Description of the task: Show every line below that contains the word "Where". Letter case counts.

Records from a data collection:
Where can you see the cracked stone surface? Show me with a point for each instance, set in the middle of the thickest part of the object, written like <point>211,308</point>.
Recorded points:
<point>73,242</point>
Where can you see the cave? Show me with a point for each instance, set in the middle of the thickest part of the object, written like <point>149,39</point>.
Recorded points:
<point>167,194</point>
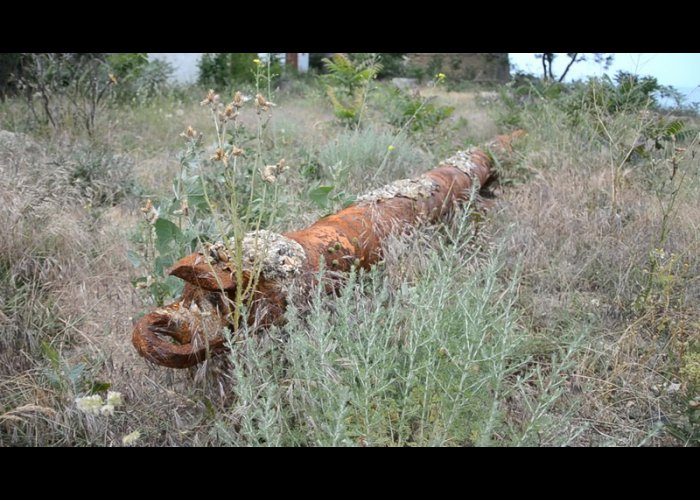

Output for this exercise:
Where can you see the cracked stone surface? Show me with a point for each instance, set in the middle of the thickest part of the object, written like <point>211,308</point>.
Where can you see the cave? Show me with a point for each instance, set in the middle of the thickest part of the object, written like <point>149,39</point>.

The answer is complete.